(Records for processing)
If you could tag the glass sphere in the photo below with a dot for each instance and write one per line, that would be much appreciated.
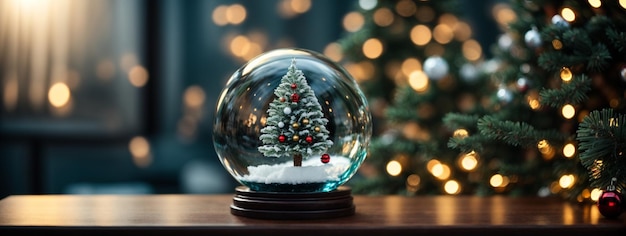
(328, 141)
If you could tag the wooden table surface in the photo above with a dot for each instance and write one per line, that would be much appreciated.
(384, 215)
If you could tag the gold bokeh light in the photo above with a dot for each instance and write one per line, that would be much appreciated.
(394, 168)
(442, 33)
(236, 14)
(472, 50)
(372, 48)
(353, 21)
(568, 14)
(452, 187)
(138, 76)
(567, 181)
(383, 17)
(418, 80)
(59, 94)
(420, 35)
(469, 161)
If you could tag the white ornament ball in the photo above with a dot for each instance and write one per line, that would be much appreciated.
(533, 38)
(559, 21)
(436, 67)
(504, 95)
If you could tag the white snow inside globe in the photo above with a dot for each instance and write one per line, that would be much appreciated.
(291, 120)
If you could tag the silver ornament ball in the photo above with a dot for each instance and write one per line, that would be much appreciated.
(532, 38)
(436, 67)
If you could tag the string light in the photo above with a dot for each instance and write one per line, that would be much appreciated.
(595, 194)
(566, 74)
(545, 149)
(557, 44)
(568, 14)
(406, 8)
(569, 150)
(394, 168)
(567, 181)
(413, 181)
(469, 161)
(372, 48)
(533, 100)
(568, 111)
(452, 187)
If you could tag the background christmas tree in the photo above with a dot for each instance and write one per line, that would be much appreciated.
(565, 64)
(421, 59)
(295, 124)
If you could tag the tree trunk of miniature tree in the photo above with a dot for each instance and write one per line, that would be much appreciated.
(297, 160)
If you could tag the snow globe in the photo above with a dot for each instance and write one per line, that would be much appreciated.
(292, 127)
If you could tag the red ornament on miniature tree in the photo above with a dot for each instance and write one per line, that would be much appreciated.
(325, 158)
(295, 97)
(610, 204)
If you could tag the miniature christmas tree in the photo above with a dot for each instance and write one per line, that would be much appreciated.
(295, 124)
(562, 75)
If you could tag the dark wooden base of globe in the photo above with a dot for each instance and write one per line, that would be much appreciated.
(292, 206)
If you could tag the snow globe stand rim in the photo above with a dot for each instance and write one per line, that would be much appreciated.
(292, 205)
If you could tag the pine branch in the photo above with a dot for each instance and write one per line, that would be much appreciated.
(457, 121)
(617, 39)
(601, 137)
(514, 133)
(467, 144)
(572, 92)
(599, 59)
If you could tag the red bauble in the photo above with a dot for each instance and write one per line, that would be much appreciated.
(610, 204)
(325, 158)
(295, 97)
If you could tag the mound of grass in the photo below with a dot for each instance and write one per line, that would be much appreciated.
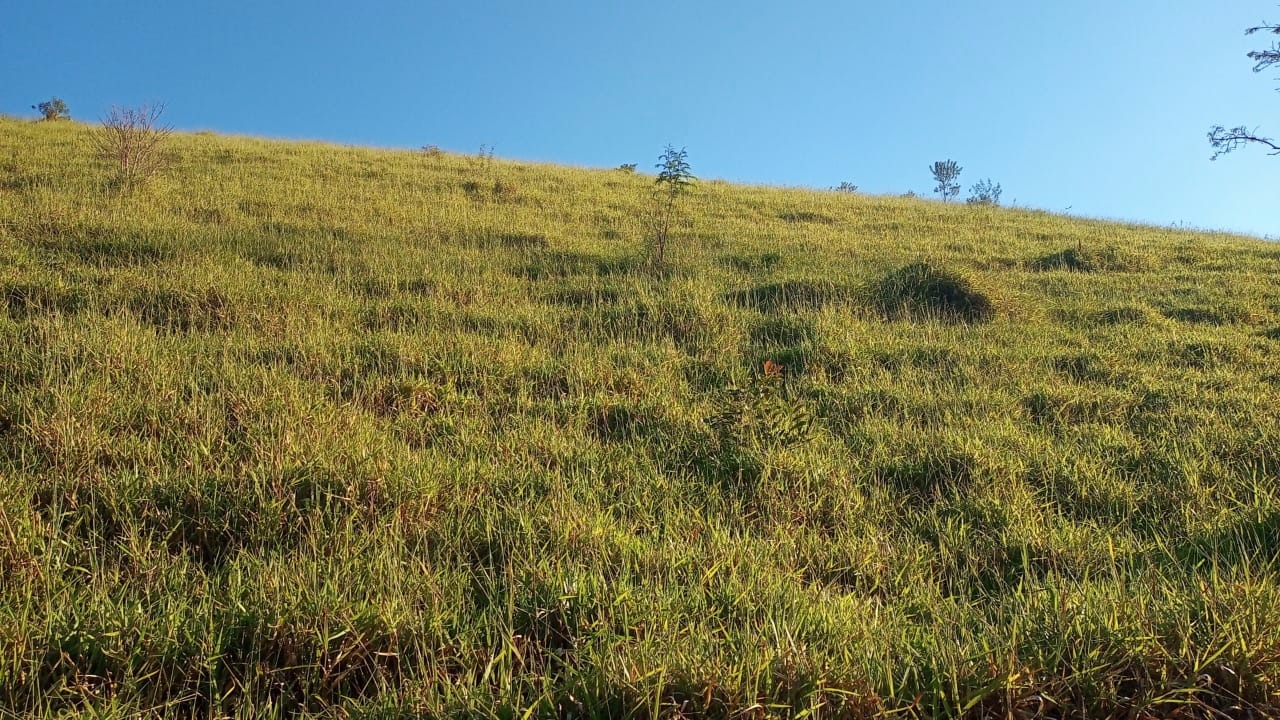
(791, 295)
(1091, 260)
(923, 290)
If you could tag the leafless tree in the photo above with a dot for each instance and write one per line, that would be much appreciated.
(1224, 140)
(132, 141)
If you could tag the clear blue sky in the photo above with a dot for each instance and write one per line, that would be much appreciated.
(1100, 105)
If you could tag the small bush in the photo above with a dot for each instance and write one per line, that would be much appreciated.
(984, 192)
(923, 290)
(53, 109)
(132, 141)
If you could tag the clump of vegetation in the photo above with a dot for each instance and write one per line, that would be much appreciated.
(923, 290)
(53, 109)
(946, 173)
(984, 192)
(763, 415)
(132, 141)
(791, 295)
(675, 180)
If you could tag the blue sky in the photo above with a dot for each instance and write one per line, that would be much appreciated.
(1096, 105)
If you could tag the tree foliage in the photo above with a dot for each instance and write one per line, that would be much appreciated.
(675, 178)
(946, 173)
(1224, 140)
(53, 109)
(984, 192)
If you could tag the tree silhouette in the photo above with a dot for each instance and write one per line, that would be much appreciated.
(1224, 140)
(946, 173)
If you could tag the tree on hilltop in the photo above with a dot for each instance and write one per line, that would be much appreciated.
(946, 173)
(53, 109)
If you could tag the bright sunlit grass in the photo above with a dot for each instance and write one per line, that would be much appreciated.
(350, 432)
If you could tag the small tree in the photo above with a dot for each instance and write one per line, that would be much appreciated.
(132, 140)
(1224, 140)
(984, 192)
(675, 178)
(53, 109)
(946, 173)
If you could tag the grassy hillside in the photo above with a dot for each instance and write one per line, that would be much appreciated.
(375, 433)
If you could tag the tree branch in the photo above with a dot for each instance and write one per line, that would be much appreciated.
(1226, 140)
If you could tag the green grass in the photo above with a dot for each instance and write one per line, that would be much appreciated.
(312, 429)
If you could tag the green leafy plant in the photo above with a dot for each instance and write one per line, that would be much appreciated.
(675, 180)
(984, 192)
(53, 109)
(763, 415)
(946, 173)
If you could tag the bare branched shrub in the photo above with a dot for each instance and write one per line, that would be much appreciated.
(132, 141)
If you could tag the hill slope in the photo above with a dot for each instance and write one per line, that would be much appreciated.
(315, 428)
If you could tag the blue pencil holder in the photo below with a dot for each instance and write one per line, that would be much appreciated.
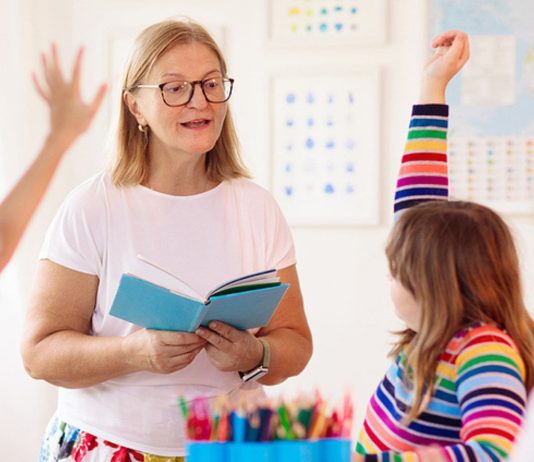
(255, 452)
(335, 449)
(324, 450)
(206, 451)
(297, 451)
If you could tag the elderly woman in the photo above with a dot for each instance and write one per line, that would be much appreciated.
(178, 194)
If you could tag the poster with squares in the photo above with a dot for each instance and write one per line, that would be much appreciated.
(496, 170)
(325, 148)
(328, 21)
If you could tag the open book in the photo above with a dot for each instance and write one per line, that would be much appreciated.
(245, 302)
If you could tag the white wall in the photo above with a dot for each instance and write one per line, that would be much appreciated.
(342, 270)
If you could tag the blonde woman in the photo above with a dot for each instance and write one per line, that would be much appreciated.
(178, 194)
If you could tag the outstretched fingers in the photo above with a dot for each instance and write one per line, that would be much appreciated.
(39, 88)
(76, 70)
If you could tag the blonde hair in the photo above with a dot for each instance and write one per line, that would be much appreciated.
(459, 261)
(131, 166)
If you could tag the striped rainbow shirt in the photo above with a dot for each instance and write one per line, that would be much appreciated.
(477, 406)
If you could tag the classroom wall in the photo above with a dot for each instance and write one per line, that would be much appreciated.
(342, 270)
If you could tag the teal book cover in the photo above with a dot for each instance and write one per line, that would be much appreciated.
(244, 306)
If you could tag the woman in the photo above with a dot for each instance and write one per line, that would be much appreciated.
(178, 195)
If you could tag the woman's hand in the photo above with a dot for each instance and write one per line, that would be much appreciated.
(70, 116)
(230, 349)
(162, 351)
(451, 53)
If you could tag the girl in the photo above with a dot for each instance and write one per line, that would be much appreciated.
(457, 387)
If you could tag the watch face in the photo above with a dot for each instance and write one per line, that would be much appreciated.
(255, 374)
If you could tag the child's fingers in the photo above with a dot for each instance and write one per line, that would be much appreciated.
(76, 71)
(56, 68)
(446, 38)
(38, 87)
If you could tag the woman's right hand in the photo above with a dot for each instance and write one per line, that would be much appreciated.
(450, 55)
(162, 351)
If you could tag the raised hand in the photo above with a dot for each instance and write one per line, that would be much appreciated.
(70, 116)
(451, 53)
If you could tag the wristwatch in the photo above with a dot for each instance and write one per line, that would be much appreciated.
(263, 368)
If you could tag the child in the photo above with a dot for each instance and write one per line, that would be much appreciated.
(69, 118)
(456, 390)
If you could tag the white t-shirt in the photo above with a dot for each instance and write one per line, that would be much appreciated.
(205, 239)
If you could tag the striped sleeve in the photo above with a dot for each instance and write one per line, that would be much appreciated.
(423, 173)
(490, 384)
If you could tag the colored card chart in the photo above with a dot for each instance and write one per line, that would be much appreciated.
(328, 20)
(325, 149)
(497, 171)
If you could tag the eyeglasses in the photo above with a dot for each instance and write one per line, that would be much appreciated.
(180, 92)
(End Records for processing)
• Exercise objective
All of the entries need to be retyped word for word, pictures excluded.

• Finished task
If you could tag the glass sphere in the photo below with a dot for each instance and write one per line, that would be much appreciated.
(328, 141)
If you could tag the wooden table surface in the photo above with a dot for each instance and write one per line, that would be much appreciated.
(384, 215)
If you could tag the gold bokeh light in the photo above with a dot for each instance and write one per line, that would be much appreciated.
(394, 168)
(442, 33)
(236, 14)
(472, 50)
(372, 48)
(353, 21)
(568, 14)
(452, 187)
(138, 76)
(567, 181)
(383, 17)
(418, 80)
(59, 94)
(420, 35)
(469, 161)
If you could tag the white ornament ball in the photo above with a dot for each instance and write one per line, that would be much appreciated.
(533, 38)
(559, 21)
(436, 67)
(504, 95)
If you could tag the white snow inside globe in the photo above with a dot for each instance and write one per line, that would be much appreciated.
(291, 120)
If you could tag the silver ornament ball in the photo above with a dot for each instance and write one per line, that would be much appreciated.
(532, 38)
(436, 67)
If you could tag the string light in the photo above with a dot for each instance and write one per line, that would be much appreciated.
(595, 194)
(566, 74)
(545, 149)
(557, 44)
(568, 14)
(406, 8)
(569, 150)
(394, 168)
(567, 181)
(413, 181)
(469, 161)
(372, 48)
(533, 100)
(568, 111)
(452, 187)
If you could tag the background christmas tree in the photo above with a dot for each instance and write one per line, that would be much appreciated.
(565, 64)
(421, 59)
(295, 124)
If you could tag the tree trunk of miniature tree in the photo above with a dot for each instance and write one per line, that would be much appreciated.
(297, 160)
If you could tag the snow globe in the photo above with a dot for each instance and write one per line, that would be much appreciated.
(292, 127)
If you could tag the red ornament on miniature tree in the photo above with a dot for each instance and write one per line, that would be much appreciated.
(325, 158)
(295, 97)
(610, 204)
If you could tag the miniature christmas tree in the photo above with a dot for each instance and write one per line, that would be much appreciated.
(295, 124)
(562, 75)
If you could tag the dark wooden base of globe in the photo above with a dot for each instance and write one per line, that would be much appreciated.
(292, 206)
If you could tag the snow globe stand rim in the photo above with a dot for each instance and write one per line, that would be much appreciated.
(292, 205)
If you could tag the pine branch in the photo above with a dot for each instance and write one per line, that would be much appreciated.
(457, 121)
(617, 39)
(601, 137)
(514, 133)
(467, 144)
(572, 92)
(599, 59)
If you could tag the red bauble in the photo above with a dot for each instance and write one per line, that would be much appreciated.
(610, 204)
(325, 158)
(295, 97)
If you could tag the mound of grass in the photo below with a dot for each instance and write one per line, that would be much appreciated.
(791, 295)
(1091, 260)
(923, 290)
If you could tag the leafless tree in the photo above with a dot for each instance and write one per line, that would be much appreciated.
(1224, 140)
(132, 141)
If you could tag the clear blue sky in the photo above with a dot for each instance and write one per line, that would be much appreciated.
(1100, 105)
If you could tag the small bush in the photo above with a dot for each instance and write one per line, that would be much appreciated.
(984, 192)
(923, 290)
(53, 109)
(132, 141)
If you could tag the clump of vegetation in the photo above with a dot for each instance and write one per line, that would be much appreciated.
(923, 290)
(53, 109)
(946, 173)
(984, 192)
(763, 415)
(132, 141)
(791, 295)
(675, 180)
If you could tag the blue sky in the photo above with a dot for each instance and write one per line, that would be much appreciated.
(1096, 105)
If you could tag the tree foliage in the photo above with a dot for each instance and write one per line, that would be much appreciated.
(675, 178)
(946, 173)
(1224, 140)
(53, 109)
(984, 192)
If you could tag the tree silhouette in the photo above with a dot for each instance and write one per line, that would be much appreciated.
(1224, 140)
(946, 173)
If you could tag the tree on hilltop in the photo above with a dot for each instance and write one per line, that would be much appreciated.
(946, 173)
(53, 109)
If you could tag the bright sunlit grass in the photo above with a dot for each instance and write one per line, that would be much appreciated.
(350, 432)
If you could tag the small tree in the photo above with a dot for each instance and write one per line, that would be much appreciated.
(132, 140)
(1224, 140)
(984, 192)
(675, 178)
(53, 109)
(946, 173)
If you could tag the grassy hillside in the photo above with a dot for each instance and write one per line, that would be much appreciated.
(375, 433)
If you could tag the tree branch in the photo above with a dot for each instance and write one per line, that would be much appreciated.
(1226, 140)
If you could tag the green grass in the photo above with a dot for each instance and write one per line, that would be much appreciated.
(312, 429)
If you could tag the green leafy plant in the photo above with a dot for each instance and write one per line, that would be much appreciated.
(675, 180)
(984, 192)
(53, 109)
(763, 415)
(946, 173)
If you could tag the bare branched shrub in the photo above with a dot for each instance and write one per line, that would be much appreciated.
(132, 141)
If you could tag the hill slope in the photo above with a dot for each instance and write one per line, that would be much appreciated.
(315, 428)
If you could tag the blue pencil holder in the photo below with a dot for each instance and write one per line, that would be much appreciated.
(255, 452)
(335, 449)
(324, 450)
(206, 451)
(297, 451)
If you could tag the elderly woman in the photo above with a dot for each instance and write one per line, that would be much appreciated.
(178, 194)
If you could tag the poster with squares in the photo above with a dot for each instance and write one per line, that would be much appreciated.
(496, 170)
(325, 148)
(328, 21)
If you could tag the open book in the photo above with a dot for each instance and write one per line, that would be much appreciated.
(245, 302)
If you could tag the white wall in the photo above with a dot for each instance and write one per line, that would be much appreciated.
(342, 270)
If you could tag the blonde woman in the photo above with a dot for each instance and write one per line, that would be much appreciated.
(178, 194)
If you could tag the outstretched fingers in the photo above with a dot for each instance and write one per line, that would be much appreciated.
(39, 88)
(76, 70)
If you could tag the blonde hair in the photo above with a dot for each instance and write one per line, that would be much appreciated.
(459, 261)
(131, 166)
If you could tag the striped rainbow shirt in the photo above with a dot for each instance and write one per line, that would be much appreciated.
(477, 406)
If you could tag the classroom wall in the photo above with a dot for each instance and write one per line, that would be much appreciated.
(342, 270)
If you could tag the teal book cover in the photo above with a dot for each instance and write one per line, that would be much appreciated.
(244, 306)
If you could tag the woman in the photo above with a dot for each instance and write one per line, that would be much appreciated.
(178, 195)
If you could tag the woman's hand in the photo above with a dot for each instance and write one per line, that would be much appreciated.
(70, 116)
(230, 349)
(162, 351)
(451, 53)
If you could tag the girl in the photo above with a dot for each instance and write one per line, that would be much appreciated.
(457, 387)
If you could tag the watch face in the photo above with a dot for each instance and write one per line, that would be much appreciated.
(255, 374)
If you could tag the child's fingers in the photo above with a dot for each instance and write one per line, that would be much appreciated.
(76, 71)
(56, 68)
(446, 38)
(38, 87)
If you could tag the woman's right hand in the photo above with a dot for each instance and write one per line, that would be much appreciated.
(450, 55)
(162, 351)
If you could tag the raised hand in the photo above with a dot for each instance and write one per line, that would be much appreciated.
(70, 116)
(451, 53)
If you could tag the wristwatch in the photo above with a dot for each instance and write one per line, that would be much appreciated.
(263, 368)
If you could tag the child in the photo above with a dot for each instance and write one per line, that would be much appreciated.
(69, 118)
(456, 390)
If you could tag the white t-shirt in the photo above with a dot for each instance and write one per line, that would be much appreciated.
(205, 239)
If you could tag the striped sleeve in the photo above with a dot for each instance and write one per line, that would be much appreciated.
(423, 173)
(490, 384)
If you could tag the colored card chart in the photo above with a dot for each instance and write one per line, that would be much appreciated.
(328, 20)
(325, 149)
(497, 171)
If you could tag the eyeglasses in the photo above with a dot for each instance and write one per line, that would be much appreciated.
(180, 92)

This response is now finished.